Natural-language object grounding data
################

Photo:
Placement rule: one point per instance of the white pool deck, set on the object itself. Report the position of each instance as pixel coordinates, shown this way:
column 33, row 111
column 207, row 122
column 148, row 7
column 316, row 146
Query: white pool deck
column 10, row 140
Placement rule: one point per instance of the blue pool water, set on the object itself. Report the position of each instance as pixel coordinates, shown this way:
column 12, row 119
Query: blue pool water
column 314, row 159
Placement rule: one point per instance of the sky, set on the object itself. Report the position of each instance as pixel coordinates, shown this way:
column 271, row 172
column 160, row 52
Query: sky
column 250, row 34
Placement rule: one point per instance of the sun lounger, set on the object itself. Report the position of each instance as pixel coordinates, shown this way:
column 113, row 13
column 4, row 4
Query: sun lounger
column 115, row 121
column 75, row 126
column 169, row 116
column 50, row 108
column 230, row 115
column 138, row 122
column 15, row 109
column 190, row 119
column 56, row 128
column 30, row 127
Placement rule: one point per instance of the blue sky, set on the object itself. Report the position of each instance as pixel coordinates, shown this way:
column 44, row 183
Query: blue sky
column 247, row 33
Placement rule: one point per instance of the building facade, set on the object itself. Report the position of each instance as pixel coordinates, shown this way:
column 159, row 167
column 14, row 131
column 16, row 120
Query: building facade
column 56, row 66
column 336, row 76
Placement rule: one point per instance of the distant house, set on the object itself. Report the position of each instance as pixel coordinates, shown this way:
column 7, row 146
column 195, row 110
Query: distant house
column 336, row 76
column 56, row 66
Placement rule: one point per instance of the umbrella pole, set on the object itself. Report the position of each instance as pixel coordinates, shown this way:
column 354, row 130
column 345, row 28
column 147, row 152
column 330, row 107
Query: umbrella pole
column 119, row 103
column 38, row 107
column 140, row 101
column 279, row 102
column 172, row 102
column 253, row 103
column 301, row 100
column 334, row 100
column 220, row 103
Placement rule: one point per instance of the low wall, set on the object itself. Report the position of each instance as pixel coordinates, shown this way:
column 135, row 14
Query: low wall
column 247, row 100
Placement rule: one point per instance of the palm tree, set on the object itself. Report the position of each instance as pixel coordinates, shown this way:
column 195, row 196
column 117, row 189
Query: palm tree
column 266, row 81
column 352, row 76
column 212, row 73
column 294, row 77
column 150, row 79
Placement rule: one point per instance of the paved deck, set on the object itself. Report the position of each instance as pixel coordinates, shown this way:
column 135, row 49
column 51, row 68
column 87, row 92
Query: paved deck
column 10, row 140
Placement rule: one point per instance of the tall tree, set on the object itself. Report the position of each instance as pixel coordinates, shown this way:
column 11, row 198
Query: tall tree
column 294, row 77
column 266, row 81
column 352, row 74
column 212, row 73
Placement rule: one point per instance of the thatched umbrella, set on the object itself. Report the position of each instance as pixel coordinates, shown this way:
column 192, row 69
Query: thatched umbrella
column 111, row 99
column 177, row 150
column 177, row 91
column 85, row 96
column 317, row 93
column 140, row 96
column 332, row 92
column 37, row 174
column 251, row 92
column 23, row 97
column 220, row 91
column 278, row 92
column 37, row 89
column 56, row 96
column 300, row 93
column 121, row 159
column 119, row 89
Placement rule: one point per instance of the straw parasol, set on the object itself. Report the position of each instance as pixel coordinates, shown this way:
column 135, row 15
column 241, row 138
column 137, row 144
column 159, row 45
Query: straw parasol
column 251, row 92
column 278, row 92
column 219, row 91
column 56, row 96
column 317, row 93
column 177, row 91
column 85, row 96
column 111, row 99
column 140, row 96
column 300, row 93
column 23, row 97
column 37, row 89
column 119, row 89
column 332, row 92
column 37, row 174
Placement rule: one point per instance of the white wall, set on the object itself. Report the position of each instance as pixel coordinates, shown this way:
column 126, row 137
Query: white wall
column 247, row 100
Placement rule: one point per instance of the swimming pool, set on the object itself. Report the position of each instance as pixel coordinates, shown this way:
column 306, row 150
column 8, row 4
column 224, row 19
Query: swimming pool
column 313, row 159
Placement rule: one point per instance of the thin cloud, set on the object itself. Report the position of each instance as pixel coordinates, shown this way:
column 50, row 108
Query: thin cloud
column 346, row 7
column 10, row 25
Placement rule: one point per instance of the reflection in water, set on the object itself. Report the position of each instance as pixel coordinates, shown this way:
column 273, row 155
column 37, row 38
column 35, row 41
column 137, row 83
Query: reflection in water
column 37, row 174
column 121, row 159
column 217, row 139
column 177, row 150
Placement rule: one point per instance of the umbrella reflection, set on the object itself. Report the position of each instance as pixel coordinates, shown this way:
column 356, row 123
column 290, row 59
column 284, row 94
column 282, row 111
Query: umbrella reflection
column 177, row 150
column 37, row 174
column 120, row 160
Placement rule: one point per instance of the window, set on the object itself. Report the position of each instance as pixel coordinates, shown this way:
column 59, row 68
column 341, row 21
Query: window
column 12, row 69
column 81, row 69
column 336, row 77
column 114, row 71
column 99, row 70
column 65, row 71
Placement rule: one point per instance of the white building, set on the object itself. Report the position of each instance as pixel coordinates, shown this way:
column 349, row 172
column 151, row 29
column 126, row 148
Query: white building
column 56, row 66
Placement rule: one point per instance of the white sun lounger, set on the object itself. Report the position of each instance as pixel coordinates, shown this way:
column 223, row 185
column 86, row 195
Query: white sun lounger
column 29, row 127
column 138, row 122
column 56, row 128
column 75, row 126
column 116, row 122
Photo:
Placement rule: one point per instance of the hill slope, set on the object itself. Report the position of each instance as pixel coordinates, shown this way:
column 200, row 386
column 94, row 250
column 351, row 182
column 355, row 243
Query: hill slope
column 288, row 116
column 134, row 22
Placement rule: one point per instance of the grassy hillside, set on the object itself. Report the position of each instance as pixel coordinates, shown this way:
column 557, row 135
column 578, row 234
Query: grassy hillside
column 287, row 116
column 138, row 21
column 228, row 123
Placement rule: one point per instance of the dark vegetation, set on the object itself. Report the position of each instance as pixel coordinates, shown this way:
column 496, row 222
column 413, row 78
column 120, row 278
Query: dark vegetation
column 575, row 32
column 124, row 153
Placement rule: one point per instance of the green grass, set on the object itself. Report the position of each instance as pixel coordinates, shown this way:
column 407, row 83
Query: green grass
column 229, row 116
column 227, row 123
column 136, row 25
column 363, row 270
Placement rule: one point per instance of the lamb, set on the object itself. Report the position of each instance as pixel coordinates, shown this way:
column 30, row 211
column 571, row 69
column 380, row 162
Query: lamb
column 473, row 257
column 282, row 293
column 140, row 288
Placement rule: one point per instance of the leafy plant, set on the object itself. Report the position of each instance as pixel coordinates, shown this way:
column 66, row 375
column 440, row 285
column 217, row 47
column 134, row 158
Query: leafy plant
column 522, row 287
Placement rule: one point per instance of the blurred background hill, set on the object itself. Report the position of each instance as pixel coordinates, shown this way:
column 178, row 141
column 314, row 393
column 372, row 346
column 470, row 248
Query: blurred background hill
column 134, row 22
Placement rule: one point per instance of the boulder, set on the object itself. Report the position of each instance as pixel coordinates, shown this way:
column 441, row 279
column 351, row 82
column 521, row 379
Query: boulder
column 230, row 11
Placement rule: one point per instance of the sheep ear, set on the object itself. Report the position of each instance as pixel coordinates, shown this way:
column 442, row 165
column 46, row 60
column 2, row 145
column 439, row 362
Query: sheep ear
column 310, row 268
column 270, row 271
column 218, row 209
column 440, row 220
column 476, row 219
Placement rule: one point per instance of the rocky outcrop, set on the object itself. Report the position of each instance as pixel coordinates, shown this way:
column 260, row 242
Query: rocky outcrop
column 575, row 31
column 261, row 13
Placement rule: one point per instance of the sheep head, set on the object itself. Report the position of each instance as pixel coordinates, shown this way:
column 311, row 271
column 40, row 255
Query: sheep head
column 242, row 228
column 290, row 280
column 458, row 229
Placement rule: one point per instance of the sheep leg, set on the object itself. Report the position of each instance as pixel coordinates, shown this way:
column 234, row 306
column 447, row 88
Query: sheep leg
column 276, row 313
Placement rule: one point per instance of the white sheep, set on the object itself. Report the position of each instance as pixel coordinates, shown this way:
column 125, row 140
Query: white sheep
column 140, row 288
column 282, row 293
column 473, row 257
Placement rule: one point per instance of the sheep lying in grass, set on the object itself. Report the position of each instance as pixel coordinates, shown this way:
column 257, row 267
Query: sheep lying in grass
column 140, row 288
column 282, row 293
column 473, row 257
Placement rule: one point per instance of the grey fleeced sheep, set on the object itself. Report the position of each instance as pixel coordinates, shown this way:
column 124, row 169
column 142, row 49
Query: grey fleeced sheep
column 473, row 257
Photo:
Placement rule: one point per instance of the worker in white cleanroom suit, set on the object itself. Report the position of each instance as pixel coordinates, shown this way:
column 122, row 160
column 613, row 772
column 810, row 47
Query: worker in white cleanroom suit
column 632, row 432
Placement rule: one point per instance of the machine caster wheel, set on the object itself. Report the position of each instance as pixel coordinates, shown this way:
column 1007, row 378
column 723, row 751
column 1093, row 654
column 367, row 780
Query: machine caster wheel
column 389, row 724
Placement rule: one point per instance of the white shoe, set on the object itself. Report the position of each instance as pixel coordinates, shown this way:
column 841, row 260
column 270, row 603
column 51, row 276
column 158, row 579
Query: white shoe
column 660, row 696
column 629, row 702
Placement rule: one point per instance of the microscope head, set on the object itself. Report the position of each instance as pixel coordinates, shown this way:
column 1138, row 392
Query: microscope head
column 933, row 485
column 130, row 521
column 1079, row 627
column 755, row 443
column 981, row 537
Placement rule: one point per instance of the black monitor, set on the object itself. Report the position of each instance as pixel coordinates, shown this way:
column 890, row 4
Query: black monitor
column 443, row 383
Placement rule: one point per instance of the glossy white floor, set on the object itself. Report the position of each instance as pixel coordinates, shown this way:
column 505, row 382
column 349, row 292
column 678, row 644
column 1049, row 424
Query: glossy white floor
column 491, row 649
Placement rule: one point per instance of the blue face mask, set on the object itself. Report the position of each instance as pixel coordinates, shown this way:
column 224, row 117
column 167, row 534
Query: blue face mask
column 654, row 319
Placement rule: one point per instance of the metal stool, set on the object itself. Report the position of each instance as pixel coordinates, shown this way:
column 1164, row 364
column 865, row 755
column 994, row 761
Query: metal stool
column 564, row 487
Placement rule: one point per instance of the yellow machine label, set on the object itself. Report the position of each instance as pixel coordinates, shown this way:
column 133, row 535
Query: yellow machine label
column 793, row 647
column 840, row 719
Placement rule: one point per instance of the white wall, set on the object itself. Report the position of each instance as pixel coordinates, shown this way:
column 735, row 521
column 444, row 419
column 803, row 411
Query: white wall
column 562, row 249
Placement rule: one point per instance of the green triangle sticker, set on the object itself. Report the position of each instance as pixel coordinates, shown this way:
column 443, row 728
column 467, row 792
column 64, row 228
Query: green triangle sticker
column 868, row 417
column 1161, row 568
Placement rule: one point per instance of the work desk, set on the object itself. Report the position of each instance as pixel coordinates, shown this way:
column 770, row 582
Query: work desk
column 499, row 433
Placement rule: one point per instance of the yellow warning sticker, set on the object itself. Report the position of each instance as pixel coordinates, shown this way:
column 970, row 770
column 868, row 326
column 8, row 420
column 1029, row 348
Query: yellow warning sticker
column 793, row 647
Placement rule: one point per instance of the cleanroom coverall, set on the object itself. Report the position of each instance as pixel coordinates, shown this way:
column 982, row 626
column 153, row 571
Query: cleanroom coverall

################

:: Work order ::
Find and copy each line above that includes the string "coverall".

:: The answer ::
Placement rule: one point per instance of the cleanroom coverall, set on the object itself. Report the position of each instance as pixel coordinates, shown this way:
Query: cleanroom coverall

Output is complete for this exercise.